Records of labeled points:

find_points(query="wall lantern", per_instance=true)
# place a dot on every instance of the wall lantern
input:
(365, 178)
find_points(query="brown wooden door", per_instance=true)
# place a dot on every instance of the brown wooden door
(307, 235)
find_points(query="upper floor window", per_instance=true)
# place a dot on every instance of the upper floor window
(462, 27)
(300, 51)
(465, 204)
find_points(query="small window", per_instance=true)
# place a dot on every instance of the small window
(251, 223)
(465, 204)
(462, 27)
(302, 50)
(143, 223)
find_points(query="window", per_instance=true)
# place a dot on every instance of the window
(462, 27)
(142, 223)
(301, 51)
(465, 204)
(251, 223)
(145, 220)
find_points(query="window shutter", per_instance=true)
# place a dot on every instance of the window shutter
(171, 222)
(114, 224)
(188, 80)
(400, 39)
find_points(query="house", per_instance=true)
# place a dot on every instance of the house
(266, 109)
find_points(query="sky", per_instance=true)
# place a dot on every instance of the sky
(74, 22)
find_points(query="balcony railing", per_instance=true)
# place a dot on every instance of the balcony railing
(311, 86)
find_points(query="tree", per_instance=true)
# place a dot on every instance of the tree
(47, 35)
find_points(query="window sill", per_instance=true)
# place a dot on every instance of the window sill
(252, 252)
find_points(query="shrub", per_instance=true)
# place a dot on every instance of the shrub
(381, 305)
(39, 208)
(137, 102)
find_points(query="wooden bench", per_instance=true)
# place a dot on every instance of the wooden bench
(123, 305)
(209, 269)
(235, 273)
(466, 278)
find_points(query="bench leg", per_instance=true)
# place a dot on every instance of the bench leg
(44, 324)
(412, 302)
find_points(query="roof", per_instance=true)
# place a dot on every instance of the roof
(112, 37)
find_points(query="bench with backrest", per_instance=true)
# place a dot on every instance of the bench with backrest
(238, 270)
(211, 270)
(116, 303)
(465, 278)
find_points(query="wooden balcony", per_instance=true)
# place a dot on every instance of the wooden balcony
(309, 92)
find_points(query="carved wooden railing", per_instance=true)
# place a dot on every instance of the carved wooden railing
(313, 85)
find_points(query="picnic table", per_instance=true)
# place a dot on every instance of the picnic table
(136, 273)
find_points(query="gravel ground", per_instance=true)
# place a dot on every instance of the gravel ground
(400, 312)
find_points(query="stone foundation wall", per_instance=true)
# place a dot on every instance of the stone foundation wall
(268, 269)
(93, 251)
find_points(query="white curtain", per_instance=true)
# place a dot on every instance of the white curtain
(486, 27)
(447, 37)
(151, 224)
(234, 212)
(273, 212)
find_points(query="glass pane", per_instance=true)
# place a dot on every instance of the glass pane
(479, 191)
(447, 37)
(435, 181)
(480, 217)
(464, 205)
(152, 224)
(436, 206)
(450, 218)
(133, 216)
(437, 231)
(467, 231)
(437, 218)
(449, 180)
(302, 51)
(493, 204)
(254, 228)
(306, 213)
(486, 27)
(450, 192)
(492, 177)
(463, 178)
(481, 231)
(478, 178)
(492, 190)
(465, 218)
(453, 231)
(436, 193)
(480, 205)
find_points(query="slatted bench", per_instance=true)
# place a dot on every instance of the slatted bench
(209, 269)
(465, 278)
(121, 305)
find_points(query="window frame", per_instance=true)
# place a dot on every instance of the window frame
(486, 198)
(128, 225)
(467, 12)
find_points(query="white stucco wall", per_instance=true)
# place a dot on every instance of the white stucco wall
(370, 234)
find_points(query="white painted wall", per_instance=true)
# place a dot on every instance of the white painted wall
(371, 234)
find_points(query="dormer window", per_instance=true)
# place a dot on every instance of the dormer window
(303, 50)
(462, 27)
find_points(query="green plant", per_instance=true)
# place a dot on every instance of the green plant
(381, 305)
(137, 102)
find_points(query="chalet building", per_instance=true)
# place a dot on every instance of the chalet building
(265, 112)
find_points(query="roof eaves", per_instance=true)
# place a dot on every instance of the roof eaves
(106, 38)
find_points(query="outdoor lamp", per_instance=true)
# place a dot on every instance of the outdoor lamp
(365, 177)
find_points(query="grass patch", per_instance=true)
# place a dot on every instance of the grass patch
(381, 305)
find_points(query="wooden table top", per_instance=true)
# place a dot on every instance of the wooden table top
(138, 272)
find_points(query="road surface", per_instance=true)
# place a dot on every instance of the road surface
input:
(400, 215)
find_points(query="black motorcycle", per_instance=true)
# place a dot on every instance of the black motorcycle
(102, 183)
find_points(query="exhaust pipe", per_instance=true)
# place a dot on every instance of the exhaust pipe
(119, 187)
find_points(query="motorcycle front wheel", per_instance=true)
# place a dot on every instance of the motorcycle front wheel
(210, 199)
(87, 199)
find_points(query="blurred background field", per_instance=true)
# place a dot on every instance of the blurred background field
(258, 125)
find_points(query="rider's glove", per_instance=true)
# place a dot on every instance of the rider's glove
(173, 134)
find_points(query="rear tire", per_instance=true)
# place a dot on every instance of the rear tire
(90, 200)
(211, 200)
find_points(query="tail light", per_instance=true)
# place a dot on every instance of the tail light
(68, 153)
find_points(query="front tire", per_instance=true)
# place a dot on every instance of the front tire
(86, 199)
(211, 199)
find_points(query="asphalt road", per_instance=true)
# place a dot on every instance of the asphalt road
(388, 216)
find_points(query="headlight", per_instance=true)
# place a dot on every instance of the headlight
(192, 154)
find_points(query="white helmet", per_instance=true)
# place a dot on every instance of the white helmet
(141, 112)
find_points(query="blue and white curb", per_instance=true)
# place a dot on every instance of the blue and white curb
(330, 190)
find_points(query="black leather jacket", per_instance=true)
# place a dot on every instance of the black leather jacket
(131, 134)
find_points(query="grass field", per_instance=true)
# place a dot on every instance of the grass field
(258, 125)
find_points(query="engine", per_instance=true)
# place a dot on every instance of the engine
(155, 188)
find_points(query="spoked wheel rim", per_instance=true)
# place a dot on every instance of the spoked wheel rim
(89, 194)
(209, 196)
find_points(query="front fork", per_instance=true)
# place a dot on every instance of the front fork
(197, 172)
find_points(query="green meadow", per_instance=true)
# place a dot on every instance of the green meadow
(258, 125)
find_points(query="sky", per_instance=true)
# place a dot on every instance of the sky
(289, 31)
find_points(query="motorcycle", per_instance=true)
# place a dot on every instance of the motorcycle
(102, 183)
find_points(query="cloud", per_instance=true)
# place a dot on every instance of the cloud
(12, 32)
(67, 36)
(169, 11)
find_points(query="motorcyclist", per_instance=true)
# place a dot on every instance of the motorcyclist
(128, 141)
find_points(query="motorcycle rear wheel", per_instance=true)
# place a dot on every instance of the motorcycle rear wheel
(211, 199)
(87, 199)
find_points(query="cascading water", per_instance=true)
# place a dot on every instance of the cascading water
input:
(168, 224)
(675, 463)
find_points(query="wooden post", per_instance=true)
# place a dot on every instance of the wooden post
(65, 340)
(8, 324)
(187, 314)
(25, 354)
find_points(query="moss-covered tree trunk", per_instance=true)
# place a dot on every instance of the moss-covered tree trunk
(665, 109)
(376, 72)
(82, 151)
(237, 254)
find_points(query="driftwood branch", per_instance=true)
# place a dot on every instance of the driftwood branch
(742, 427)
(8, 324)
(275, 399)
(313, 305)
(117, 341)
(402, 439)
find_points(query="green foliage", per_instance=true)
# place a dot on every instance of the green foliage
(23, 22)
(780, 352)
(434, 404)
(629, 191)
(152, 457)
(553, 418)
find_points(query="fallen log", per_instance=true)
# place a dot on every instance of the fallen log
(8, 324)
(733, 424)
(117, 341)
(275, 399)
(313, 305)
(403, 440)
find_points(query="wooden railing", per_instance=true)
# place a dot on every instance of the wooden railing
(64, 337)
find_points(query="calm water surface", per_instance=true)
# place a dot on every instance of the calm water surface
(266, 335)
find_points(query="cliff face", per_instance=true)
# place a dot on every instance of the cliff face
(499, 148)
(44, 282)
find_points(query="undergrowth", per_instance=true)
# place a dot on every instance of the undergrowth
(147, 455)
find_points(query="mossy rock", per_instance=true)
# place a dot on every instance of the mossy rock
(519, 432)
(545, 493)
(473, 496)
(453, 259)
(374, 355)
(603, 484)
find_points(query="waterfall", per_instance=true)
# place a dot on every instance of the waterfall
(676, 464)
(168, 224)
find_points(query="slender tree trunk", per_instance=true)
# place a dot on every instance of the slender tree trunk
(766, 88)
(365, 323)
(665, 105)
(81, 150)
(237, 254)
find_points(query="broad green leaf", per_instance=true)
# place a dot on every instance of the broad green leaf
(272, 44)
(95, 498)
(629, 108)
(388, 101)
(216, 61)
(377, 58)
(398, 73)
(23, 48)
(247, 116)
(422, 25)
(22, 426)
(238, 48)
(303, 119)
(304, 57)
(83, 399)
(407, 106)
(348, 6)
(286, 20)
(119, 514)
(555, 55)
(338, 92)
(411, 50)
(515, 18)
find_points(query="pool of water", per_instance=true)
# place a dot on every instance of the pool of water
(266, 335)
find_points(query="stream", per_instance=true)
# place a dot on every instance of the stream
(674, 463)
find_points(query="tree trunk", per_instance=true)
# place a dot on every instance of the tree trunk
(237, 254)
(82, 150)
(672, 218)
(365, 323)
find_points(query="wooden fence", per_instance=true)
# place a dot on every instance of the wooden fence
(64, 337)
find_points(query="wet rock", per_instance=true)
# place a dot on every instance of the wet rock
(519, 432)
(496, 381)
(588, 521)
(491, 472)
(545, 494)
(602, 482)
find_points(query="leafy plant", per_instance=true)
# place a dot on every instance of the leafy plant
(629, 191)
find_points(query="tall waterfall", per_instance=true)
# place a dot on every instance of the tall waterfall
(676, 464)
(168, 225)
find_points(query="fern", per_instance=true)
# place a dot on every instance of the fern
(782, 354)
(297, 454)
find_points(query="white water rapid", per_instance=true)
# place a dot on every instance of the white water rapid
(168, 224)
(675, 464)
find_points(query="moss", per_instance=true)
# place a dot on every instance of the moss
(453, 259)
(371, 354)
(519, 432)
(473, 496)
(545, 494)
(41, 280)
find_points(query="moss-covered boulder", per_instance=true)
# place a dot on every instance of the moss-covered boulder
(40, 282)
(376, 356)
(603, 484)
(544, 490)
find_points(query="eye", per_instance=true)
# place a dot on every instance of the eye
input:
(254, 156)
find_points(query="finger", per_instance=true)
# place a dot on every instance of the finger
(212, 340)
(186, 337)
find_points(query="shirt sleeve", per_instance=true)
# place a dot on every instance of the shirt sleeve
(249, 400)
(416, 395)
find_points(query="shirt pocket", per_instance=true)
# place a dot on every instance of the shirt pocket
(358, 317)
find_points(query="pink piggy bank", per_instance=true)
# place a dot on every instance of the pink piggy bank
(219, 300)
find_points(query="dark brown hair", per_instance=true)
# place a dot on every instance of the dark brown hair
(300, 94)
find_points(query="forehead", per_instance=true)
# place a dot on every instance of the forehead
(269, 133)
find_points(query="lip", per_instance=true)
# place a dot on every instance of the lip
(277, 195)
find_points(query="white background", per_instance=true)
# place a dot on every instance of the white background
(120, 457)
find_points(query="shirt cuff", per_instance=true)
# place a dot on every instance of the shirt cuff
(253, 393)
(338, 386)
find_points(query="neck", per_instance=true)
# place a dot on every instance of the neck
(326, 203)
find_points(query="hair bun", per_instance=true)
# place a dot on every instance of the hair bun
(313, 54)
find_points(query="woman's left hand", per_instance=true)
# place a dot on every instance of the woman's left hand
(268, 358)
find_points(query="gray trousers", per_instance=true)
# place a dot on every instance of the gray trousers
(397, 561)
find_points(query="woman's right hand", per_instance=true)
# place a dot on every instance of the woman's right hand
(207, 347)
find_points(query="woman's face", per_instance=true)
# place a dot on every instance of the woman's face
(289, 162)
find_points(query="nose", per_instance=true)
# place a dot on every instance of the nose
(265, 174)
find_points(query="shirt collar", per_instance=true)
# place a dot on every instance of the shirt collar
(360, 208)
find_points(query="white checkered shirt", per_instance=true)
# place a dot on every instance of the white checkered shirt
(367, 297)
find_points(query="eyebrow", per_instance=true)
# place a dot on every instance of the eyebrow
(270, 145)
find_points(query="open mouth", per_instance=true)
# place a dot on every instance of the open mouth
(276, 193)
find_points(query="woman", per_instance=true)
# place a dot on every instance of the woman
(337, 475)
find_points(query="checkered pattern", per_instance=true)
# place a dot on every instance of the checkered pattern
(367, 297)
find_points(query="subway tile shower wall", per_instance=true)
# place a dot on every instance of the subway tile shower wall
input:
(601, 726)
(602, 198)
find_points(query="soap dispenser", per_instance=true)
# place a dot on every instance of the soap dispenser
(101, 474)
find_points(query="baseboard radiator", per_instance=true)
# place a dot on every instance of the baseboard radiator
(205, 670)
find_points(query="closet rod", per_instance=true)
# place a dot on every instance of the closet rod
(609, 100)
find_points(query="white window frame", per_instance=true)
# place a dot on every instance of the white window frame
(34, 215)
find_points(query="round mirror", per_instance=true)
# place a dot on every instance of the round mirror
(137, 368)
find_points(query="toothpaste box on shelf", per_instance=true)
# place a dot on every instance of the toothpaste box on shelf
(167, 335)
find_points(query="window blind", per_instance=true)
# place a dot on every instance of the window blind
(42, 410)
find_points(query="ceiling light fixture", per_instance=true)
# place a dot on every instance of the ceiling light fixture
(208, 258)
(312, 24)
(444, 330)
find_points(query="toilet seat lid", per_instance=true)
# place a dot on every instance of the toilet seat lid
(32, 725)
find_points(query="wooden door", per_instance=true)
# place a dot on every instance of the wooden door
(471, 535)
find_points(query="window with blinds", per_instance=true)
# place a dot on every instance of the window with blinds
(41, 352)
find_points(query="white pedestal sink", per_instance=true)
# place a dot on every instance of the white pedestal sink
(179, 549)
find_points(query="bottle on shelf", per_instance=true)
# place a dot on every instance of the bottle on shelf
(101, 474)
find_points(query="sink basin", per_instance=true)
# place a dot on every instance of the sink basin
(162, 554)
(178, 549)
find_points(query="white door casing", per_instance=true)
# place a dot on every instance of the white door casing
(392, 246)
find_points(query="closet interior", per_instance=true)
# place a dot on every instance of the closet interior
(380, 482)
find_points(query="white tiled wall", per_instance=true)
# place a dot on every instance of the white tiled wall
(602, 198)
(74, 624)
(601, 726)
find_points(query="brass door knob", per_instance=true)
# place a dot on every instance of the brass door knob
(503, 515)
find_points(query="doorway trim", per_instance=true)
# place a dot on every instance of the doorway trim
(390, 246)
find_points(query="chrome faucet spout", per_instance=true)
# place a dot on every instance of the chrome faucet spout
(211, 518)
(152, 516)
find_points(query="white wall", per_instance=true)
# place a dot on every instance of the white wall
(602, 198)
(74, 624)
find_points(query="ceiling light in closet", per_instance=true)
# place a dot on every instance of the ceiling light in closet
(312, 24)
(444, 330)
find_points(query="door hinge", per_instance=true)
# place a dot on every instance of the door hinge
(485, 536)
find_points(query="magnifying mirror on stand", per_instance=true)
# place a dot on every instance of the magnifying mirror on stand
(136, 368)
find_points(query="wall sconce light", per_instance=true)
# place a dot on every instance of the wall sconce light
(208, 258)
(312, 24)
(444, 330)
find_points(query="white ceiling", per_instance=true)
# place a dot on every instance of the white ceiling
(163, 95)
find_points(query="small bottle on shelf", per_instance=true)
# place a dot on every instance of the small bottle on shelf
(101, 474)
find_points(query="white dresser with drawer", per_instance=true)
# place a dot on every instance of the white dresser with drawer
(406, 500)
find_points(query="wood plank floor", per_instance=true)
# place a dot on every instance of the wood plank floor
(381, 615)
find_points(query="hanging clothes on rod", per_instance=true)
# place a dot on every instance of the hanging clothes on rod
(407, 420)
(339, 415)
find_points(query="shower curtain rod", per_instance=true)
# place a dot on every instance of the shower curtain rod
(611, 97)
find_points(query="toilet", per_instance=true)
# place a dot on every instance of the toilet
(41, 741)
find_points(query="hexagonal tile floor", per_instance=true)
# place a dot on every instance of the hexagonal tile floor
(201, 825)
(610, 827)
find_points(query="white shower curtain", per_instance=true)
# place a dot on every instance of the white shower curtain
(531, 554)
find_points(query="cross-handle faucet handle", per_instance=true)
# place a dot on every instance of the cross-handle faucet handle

◆ **WHAT YOU NEED TO DO**: Report every line of the items above that contains the word "cliff".

◆ **COMPLETED TASK**:
find_points(query="cliff face", per_instance=true)
# place a dot on every instance of the cliff face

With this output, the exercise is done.